_RECORDS TO USE_:

◆ ◆ ◆ ◆ ◆ ◆ ◆

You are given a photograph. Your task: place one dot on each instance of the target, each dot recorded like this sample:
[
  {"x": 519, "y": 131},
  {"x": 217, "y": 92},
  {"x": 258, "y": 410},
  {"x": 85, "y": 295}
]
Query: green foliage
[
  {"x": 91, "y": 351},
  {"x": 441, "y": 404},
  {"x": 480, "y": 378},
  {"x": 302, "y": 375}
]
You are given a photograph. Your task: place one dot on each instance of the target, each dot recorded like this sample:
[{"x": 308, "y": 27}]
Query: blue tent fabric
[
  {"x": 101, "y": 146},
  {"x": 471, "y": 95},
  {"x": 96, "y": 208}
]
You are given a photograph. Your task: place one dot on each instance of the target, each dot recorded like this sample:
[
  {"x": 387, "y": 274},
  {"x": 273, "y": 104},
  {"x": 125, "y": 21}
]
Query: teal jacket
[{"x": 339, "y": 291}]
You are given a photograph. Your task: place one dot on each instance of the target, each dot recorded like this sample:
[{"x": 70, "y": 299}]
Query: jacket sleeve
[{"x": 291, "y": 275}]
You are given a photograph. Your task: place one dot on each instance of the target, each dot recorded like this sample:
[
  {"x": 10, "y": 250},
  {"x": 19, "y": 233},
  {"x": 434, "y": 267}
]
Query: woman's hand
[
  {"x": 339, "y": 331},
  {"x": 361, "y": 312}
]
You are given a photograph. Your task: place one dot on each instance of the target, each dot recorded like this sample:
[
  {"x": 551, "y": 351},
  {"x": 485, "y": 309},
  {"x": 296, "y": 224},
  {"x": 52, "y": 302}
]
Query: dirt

◆ ◆ ◆ ◆ ◆ ◆ ◆

_THE PROBLEM_:
Transcribe all entries exactly as they are given.

_TASK RESULT_:
You are given a photograph. Your task: place one dot on each instance of the target, each dot recorded like this sample:
[
  {"x": 519, "y": 131},
  {"x": 217, "y": 92},
  {"x": 258, "y": 410},
  {"x": 85, "y": 295}
]
Query: green foliage
[
  {"x": 91, "y": 351},
  {"x": 441, "y": 404},
  {"x": 480, "y": 378},
  {"x": 302, "y": 375}
]
You are given a photograph. Your task: place one dot on each instance of the target, each dot recorded like this sample:
[{"x": 308, "y": 27}]
Query: blue tent fabric
[
  {"x": 101, "y": 146},
  {"x": 471, "y": 95},
  {"x": 96, "y": 208}
]
You are given a photograph. Your task: place one dot on each instance of the target, each dot recorded like this sample:
[
  {"x": 387, "y": 274},
  {"x": 273, "y": 104},
  {"x": 125, "y": 21}
]
Query: teal jacket
[{"x": 339, "y": 291}]
You are given a photograph. Your task: place one dot on each instance of the target, each dot recorded like this sample:
[{"x": 70, "y": 299}]
Query: jacket sleeve
[{"x": 291, "y": 275}]
You are given a photograph. Your task: place one dot on each instance of the target, each dot recorded like this sample:
[
  {"x": 10, "y": 250},
  {"x": 19, "y": 233},
  {"x": 434, "y": 267}
]
Query: woman's hand
[
  {"x": 339, "y": 331},
  {"x": 361, "y": 312}
]
You are given a photograph. Your task: place one dot on each instance of the target, each dot recorded like this sample:
[
  {"x": 551, "y": 351},
  {"x": 485, "y": 309},
  {"x": 296, "y": 224},
  {"x": 52, "y": 302}
]
Query: dirt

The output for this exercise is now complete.